Point localization data
============================================================

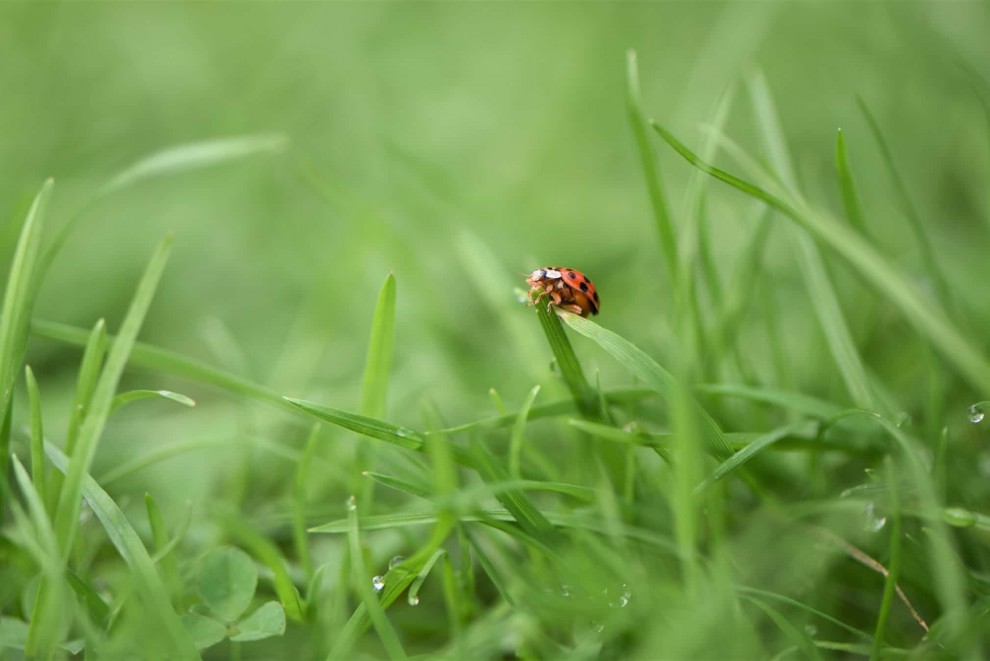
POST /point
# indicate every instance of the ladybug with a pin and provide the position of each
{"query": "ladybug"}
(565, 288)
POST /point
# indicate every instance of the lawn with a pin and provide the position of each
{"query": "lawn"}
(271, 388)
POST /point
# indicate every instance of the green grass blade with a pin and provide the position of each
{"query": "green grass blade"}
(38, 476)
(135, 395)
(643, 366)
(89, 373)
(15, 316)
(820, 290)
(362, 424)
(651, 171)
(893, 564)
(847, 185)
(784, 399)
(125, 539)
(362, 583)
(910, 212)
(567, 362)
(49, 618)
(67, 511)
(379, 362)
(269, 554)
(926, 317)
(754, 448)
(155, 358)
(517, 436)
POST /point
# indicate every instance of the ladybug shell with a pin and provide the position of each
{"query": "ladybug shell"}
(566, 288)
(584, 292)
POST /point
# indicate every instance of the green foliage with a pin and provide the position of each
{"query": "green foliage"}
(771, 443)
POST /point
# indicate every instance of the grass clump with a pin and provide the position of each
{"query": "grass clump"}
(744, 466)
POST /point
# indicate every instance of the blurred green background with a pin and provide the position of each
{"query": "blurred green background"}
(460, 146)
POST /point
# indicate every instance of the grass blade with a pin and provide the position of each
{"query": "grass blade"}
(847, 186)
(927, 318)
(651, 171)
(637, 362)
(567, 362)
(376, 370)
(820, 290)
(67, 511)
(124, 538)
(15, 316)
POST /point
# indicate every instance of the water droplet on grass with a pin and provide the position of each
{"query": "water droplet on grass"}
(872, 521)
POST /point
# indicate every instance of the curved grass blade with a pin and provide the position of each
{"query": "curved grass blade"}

============================================================

— Exercise goal —
As listed above, the lines from the line with "# indicate every instance of the green foliage" to the line with "# indicate every instance of the blurred" are to be echoed exactly, with both ends included and nothing added.

— Answer to this task —
# indicate every instance of the green foliage with a pin and provide the position of each
{"query": "green foliage"}
(771, 443)
POST /point
# indicate every instance of the grass clump with a pin and provide the position of each
{"query": "grass clump"}
(744, 466)
POST /point
# indicate every instance of the blurred green background with a pin and provide the position of each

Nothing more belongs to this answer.